→ **Assignment**: For every entry that follows, return the words exactly and omit any picture.

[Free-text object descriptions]
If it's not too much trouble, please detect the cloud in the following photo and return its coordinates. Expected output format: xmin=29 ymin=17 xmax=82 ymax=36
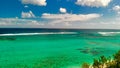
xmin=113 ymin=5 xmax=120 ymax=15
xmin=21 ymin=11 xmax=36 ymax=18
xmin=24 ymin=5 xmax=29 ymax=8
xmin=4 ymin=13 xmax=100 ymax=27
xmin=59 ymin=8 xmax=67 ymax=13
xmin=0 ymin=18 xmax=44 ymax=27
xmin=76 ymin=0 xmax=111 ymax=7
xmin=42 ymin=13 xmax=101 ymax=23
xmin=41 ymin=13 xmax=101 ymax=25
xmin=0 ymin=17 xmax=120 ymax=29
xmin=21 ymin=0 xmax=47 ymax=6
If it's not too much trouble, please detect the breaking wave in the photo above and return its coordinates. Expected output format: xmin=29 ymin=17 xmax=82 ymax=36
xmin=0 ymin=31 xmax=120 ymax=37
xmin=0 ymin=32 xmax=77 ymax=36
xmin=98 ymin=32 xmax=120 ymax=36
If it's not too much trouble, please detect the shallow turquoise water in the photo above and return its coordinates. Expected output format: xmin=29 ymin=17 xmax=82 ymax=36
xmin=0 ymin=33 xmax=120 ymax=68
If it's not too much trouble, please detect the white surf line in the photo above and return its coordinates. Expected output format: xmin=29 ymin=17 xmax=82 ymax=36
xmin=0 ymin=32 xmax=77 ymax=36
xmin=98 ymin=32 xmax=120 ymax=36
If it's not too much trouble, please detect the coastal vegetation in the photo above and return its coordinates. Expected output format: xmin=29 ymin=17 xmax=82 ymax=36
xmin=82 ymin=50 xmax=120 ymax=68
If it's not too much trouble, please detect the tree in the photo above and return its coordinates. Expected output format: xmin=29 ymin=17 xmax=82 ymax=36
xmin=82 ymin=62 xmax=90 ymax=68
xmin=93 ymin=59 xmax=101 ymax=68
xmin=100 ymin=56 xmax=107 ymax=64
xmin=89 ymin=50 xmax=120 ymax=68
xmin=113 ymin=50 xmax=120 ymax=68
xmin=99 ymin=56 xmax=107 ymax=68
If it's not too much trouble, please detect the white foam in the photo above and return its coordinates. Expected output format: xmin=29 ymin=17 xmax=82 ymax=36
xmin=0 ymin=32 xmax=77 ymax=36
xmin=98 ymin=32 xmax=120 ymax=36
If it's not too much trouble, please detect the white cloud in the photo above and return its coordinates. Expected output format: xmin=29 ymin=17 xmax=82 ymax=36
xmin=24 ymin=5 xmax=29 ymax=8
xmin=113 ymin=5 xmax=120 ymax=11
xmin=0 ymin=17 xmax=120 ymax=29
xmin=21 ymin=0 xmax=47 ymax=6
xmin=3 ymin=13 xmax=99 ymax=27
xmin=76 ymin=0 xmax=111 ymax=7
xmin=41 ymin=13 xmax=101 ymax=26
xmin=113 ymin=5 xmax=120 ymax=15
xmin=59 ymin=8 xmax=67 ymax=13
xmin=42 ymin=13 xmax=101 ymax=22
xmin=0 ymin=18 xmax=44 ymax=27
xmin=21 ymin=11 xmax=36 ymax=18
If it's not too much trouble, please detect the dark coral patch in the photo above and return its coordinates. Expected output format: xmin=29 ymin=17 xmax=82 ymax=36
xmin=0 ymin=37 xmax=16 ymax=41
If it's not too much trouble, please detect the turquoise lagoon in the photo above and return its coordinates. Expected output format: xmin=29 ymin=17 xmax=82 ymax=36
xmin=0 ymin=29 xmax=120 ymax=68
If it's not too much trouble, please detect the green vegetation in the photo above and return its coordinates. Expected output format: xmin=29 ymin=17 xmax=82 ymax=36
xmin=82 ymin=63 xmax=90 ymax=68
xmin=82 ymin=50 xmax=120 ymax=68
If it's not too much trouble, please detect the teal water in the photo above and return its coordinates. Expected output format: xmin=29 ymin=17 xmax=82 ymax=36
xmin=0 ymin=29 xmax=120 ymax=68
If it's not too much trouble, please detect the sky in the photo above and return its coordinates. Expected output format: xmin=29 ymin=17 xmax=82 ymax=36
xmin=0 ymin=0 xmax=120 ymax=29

→ **Answer to the problem**:
If it's not too much trouble, please detect the cloud in the following photo and return its coordinates. Expected output format: xmin=29 ymin=17 xmax=82 ymax=36
xmin=113 ymin=5 xmax=120 ymax=15
xmin=21 ymin=11 xmax=36 ymax=18
xmin=24 ymin=5 xmax=29 ymax=8
xmin=4 ymin=13 xmax=100 ymax=27
xmin=59 ymin=8 xmax=67 ymax=13
xmin=0 ymin=18 xmax=44 ymax=27
xmin=76 ymin=0 xmax=111 ymax=7
xmin=42 ymin=13 xmax=101 ymax=23
xmin=41 ymin=13 xmax=101 ymax=25
xmin=0 ymin=17 xmax=120 ymax=29
xmin=21 ymin=0 xmax=47 ymax=6
If it's not too much trouble, please detect the breaking wave in the photo above and return its coordinates. Expected output format: xmin=29 ymin=17 xmax=82 ymax=36
xmin=0 ymin=31 xmax=120 ymax=37
xmin=0 ymin=32 xmax=77 ymax=36
xmin=98 ymin=32 xmax=120 ymax=36
If it's not too much trouble, please detect the shallow turquoise water in the photo above and return its coordinates. Expected output format: xmin=29 ymin=17 xmax=82 ymax=36
xmin=0 ymin=33 xmax=120 ymax=68
If it's not too much trouble, please detect the white surf line in the photo above and return its coordinates. Expected output format: xmin=29 ymin=17 xmax=82 ymax=36
xmin=0 ymin=32 xmax=77 ymax=36
xmin=98 ymin=32 xmax=120 ymax=36
If it's not too much trouble, please detect the coastal vegetation in the photo above and return its coordinates. Expected output format: xmin=29 ymin=17 xmax=82 ymax=36
xmin=82 ymin=50 xmax=120 ymax=68
If it's not too much trouble, please detect the tree in the photo above and return its coordinates. Expected output format: xmin=29 ymin=17 xmax=82 ymax=36
xmin=82 ymin=62 xmax=90 ymax=68
xmin=93 ymin=59 xmax=101 ymax=68
xmin=100 ymin=56 xmax=107 ymax=64
xmin=89 ymin=50 xmax=120 ymax=68
xmin=113 ymin=50 xmax=120 ymax=68
xmin=99 ymin=56 xmax=107 ymax=68
If it's not too much trouble, please detect the white foam in the photo above and return its coordinates. Expected output format: xmin=29 ymin=17 xmax=82 ymax=36
xmin=0 ymin=32 xmax=77 ymax=36
xmin=98 ymin=32 xmax=120 ymax=36
If it's not too much trouble, please detect the white cloud in the photo above and return its coordinates. Expected output format: xmin=29 ymin=17 xmax=82 ymax=36
xmin=24 ymin=5 xmax=29 ymax=8
xmin=113 ymin=5 xmax=120 ymax=11
xmin=0 ymin=17 xmax=120 ymax=29
xmin=21 ymin=0 xmax=47 ymax=6
xmin=3 ymin=13 xmax=99 ymax=27
xmin=76 ymin=0 xmax=111 ymax=7
xmin=41 ymin=13 xmax=101 ymax=26
xmin=113 ymin=5 xmax=120 ymax=15
xmin=59 ymin=8 xmax=67 ymax=13
xmin=42 ymin=13 xmax=101 ymax=22
xmin=0 ymin=18 xmax=44 ymax=27
xmin=21 ymin=11 xmax=36 ymax=18
If it's not too much trouble, please detect the dark coral patch in the photo above and return its coordinates. Expected output format: xmin=29 ymin=17 xmax=82 ymax=36
xmin=0 ymin=37 xmax=16 ymax=41
If it's not too much trouble, please detect the turquoise lagoon in the photo above and return its coordinates. Expected output format: xmin=29 ymin=17 xmax=82 ymax=36
xmin=0 ymin=29 xmax=120 ymax=68
If it's not too much trouble, please detect the green vegetation in the photo above and return its coordinates. Expected output format: xmin=29 ymin=17 xmax=82 ymax=36
xmin=82 ymin=63 xmax=90 ymax=68
xmin=82 ymin=50 xmax=120 ymax=68
If it's not too much trouble, please detect the teal water in the photo above and return its coordinates. Expected output format: xmin=29 ymin=17 xmax=82 ymax=36
xmin=0 ymin=29 xmax=120 ymax=68
If it's not too much trouble, please detect the sky in the photo above and return its coordinates. Expected output format: xmin=29 ymin=17 xmax=82 ymax=36
xmin=0 ymin=0 xmax=120 ymax=29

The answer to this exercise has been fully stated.